What is being asked:
Copy down all of the data underneath, exactly as shown.

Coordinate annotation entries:
.....

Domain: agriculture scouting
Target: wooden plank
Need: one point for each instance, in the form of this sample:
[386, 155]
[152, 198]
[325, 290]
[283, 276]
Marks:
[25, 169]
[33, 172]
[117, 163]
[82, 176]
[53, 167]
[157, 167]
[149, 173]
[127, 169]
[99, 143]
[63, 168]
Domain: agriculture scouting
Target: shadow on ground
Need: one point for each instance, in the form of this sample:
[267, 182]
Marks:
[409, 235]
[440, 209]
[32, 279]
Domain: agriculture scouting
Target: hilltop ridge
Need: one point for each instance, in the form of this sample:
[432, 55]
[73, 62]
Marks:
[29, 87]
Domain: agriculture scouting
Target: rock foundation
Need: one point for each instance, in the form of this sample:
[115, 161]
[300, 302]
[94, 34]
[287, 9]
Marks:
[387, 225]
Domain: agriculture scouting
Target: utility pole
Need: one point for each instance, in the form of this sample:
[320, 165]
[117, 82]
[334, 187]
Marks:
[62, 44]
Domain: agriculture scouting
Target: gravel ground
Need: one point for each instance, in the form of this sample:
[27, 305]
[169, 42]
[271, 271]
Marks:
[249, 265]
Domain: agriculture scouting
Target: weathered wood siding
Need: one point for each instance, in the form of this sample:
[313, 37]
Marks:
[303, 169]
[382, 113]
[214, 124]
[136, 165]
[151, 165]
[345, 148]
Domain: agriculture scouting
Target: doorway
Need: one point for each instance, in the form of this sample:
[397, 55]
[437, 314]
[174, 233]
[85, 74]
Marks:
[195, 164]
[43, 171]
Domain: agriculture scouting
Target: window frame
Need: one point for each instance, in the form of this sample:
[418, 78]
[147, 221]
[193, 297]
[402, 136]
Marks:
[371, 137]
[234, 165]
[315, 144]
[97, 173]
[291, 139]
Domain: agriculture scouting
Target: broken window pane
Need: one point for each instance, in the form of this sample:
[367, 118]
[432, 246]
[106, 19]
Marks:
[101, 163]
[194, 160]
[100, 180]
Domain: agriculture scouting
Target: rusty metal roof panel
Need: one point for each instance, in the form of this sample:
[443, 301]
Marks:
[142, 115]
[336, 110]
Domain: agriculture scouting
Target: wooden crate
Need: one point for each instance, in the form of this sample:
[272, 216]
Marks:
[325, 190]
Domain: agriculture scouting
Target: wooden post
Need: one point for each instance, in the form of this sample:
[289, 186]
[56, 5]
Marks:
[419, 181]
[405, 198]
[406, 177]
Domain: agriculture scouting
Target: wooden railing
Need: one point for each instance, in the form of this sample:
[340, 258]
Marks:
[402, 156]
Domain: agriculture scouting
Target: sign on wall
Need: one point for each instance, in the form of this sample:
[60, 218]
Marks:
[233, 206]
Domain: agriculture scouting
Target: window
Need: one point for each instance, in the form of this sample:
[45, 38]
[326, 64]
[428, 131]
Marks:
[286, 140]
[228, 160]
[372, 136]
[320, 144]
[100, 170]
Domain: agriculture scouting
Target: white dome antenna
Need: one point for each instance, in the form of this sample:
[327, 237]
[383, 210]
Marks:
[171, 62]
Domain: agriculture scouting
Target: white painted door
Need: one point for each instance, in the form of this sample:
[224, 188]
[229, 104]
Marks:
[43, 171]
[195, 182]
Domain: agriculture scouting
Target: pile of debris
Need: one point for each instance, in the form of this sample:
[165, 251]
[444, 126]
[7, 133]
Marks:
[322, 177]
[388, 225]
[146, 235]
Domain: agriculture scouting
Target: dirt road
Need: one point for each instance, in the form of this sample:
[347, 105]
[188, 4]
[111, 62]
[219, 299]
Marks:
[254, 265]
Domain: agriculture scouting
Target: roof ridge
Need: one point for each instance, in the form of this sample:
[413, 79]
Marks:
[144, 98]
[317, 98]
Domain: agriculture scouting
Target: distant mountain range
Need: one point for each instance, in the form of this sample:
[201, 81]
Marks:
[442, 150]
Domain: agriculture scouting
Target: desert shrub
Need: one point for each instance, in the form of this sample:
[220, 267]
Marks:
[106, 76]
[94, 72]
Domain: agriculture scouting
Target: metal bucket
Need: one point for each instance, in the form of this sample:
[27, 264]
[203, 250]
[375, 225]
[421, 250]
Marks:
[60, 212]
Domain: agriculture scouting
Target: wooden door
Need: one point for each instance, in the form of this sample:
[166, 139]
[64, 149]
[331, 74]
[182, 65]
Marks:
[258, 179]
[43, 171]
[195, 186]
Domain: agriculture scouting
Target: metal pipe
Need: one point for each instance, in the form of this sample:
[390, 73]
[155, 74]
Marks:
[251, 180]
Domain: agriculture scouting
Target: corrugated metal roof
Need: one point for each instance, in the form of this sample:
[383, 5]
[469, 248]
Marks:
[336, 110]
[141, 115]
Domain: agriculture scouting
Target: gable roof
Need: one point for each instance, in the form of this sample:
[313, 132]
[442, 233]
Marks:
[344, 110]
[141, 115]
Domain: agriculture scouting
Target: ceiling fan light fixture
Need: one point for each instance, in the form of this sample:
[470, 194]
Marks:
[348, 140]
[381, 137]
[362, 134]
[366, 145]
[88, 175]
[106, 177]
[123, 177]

.....

Correct output:
Domain: agriculture scouting
Target: wooden plank
Need: one point for each instance, in the form of this sample:
[386, 155]
[152, 198]
[325, 290]
[283, 276]
Marks:
[25, 169]
[33, 172]
[117, 163]
[82, 176]
[53, 167]
[157, 167]
[149, 173]
[127, 169]
[99, 143]
[63, 168]
Domain: agriculture scouting
Target: shadow on ground
Need: one point for each instance, in the form of this sample:
[267, 182]
Marks:
[409, 235]
[440, 209]
[32, 279]
Domain: agriculture scouting
Target: hilltop ridge
Need: one point for each instance, in the form of this sample:
[432, 55]
[73, 62]
Marks:
[29, 87]
Domain: agriculture scouting
Target: rock foundation
Need: one point for each instance, in the form of this sample:
[115, 161]
[300, 302]
[94, 34]
[287, 9]
Marks:
[387, 225]
Domain: agriculture scouting
Target: utility pole
Need: one point for each instance, in the form of this sample:
[320, 165]
[117, 82]
[334, 187]
Marks:
[62, 44]
Domain: agriculture scouting
Target: gravel ground
Need: one point for each instance, in the form of this sample:
[27, 305]
[169, 42]
[271, 271]
Marks:
[249, 265]
Domain: agriculture scouting
Target: weathered wood siding
Need: one point for each instance, in the form of this sample:
[313, 37]
Marks:
[303, 169]
[382, 113]
[214, 124]
[136, 165]
[151, 165]
[345, 148]
Domain: agriculture scouting
Target: doorway
Need: one point for each instance, in the form of this sample:
[397, 55]
[437, 314]
[174, 233]
[85, 74]
Marks:
[195, 164]
[43, 171]
Domain: agriculture scouting
Target: window frame
Need: one point for each instance, in the form of this sample:
[418, 78]
[147, 221]
[193, 297]
[402, 136]
Marks:
[371, 137]
[234, 165]
[315, 144]
[97, 173]
[291, 139]
Domain: agriculture scouting
Target: broken window pane
Need: one point for each instance, in the form of this sample:
[367, 118]
[432, 246]
[106, 19]
Marks:
[101, 163]
[194, 160]
[100, 180]
Domain: agriculture scouting
Target: rusty metal roof panel
Need: one point for each instance, in the form of this sample:
[443, 301]
Marks:
[142, 115]
[336, 110]
Domain: agriculture scouting
Target: wooden crate
Need: one point for each instance, in the form of this sample:
[272, 216]
Marks:
[325, 190]
Domain: agriculture scouting
Target: wooden post
Need: one point for each instance, in the form of this sample:
[289, 186]
[56, 5]
Marks:
[419, 181]
[405, 198]
[406, 177]
Domain: agriculture scouting
Target: wooden railing
Need: one point for each instance, in the form of this sample:
[340, 258]
Marks:
[402, 156]
Domain: agriculture scouting
Target: sign on wall
Need: one point for each instance, in the form of this sample:
[60, 218]
Marks:
[233, 206]
Domain: agriculture scouting
Target: window
Need: one point for each instance, in the form of this sample:
[45, 38]
[326, 64]
[428, 131]
Marks:
[286, 140]
[228, 160]
[372, 136]
[320, 144]
[100, 170]
Domain: agriculture scouting
Target: white dome antenna
Need: one point for each instance, in the form of this sample:
[327, 237]
[383, 210]
Marks:
[171, 62]
Domain: agriculture scouting
Target: white painted door
Need: one point for each instance, in the form of this sample:
[224, 188]
[229, 104]
Marks:
[43, 171]
[195, 182]
Domain: agriculture scouting
Target: pile of debris
Need: one point for each instance, in the form of this sample:
[165, 251]
[444, 126]
[7, 133]
Marks:
[322, 177]
[388, 225]
[146, 235]
Domain: agriculture scouting
Target: dirt road
Need: one point for each instance, in the form of this sample:
[347, 105]
[188, 4]
[111, 62]
[219, 299]
Marks:
[254, 265]
Domain: agriculture scouting
Target: roof ridge
Need: one point for each instance, in the form of this sample:
[413, 79]
Marks:
[144, 98]
[317, 98]
Domain: agriculture scouting
Target: distant mountain range
Need: one point for each instance, in the form of this sample:
[201, 81]
Marks:
[442, 150]
Domain: agriculture scouting
Target: desert shrub
Need: one point for each instance, in the form of this sample:
[220, 267]
Marks:
[106, 76]
[94, 72]
Domain: agriculture scouting
Target: metal bucket
Need: one point for each instance, in the form of this sample:
[27, 264]
[203, 250]
[375, 225]
[421, 250]
Marks:
[60, 212]
Domain: agriculture scouting
Target: wooden door
Need: one point for each instance, in the form of this sample:
[166, 139]
[64, 149]
[331, 74]
[182, 65]
Marks:
[258, 179]
[43, 171]
[195, 186]
Domain: agriculture scouting
Target: metal pipe
Need: one point for each instance, in the form of this sample:
[390, 73]
[155, 74]
Marks:
[251, 180]
Domain: agriculture scouting
Target: corrugated metal roof
Need: one point for each instance, in the form of this sample:
[383, 5]
[469, 248]
Marks:
[336, 110]
[141, 115]
Domain: agriculture scouting
Target: gable roof
Need: one point for each instance, in the form of this sample:
[313, 132]
[442, 233]
Marks:
[344, 110]
[141, 115]
Domain: agriculture scouting
Target: ceiling fan light fixture
Need: one point for each instance, in the form of this sample:
[470, 194]
Marks:
[348, 140]
[381, 137]
[362, 134]
[366, 145]
[88, 175]
[106, 177]
[123, 177]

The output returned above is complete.